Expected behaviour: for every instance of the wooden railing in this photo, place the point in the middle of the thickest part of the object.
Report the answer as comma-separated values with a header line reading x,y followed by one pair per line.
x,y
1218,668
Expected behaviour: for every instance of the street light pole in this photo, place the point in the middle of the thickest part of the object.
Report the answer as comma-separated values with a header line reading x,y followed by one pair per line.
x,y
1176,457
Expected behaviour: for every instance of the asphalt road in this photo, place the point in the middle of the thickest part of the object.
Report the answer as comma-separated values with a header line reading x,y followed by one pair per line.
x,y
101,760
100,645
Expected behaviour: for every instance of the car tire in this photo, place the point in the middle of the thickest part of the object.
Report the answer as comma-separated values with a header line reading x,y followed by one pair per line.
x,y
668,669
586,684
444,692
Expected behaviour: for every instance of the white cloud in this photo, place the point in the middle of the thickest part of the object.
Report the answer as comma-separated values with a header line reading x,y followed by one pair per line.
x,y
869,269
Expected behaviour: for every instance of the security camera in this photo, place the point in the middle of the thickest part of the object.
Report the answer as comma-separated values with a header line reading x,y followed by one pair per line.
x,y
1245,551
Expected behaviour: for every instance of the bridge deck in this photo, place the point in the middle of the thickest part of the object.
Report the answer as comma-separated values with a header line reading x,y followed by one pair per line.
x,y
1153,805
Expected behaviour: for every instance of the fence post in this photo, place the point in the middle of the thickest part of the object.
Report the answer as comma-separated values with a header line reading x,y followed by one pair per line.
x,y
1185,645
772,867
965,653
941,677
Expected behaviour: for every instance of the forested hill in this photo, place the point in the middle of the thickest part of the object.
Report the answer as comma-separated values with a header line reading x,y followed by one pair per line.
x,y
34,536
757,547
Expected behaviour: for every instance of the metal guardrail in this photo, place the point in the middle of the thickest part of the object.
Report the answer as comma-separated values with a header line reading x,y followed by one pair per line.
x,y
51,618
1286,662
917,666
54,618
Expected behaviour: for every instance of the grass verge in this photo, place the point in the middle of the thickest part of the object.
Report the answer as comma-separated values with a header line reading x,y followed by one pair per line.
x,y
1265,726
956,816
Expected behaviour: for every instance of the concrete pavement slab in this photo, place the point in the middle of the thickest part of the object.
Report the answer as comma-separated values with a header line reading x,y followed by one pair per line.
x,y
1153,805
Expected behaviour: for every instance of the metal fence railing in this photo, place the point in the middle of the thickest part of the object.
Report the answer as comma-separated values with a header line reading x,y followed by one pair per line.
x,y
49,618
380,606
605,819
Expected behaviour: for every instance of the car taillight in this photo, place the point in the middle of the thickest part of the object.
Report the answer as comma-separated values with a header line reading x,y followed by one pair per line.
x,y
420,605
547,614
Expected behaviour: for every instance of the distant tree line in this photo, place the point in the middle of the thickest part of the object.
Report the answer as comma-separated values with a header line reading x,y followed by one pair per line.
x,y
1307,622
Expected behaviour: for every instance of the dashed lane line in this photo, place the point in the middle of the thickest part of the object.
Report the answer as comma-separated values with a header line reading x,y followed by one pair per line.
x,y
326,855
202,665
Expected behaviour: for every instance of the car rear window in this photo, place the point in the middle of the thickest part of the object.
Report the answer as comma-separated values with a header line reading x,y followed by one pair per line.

····················

▶ **Task directions**: What lines in the data above carry "fence"? Return them all.

▶ **Answer for the task**:
Expected behaviour: for every instance of the fence post in this photo, place the point in the middle of the thickest part of the object.
Expected behaviour: for every instance of the metal fence railing in this photo, place the point in the middle of the thickest part of the object.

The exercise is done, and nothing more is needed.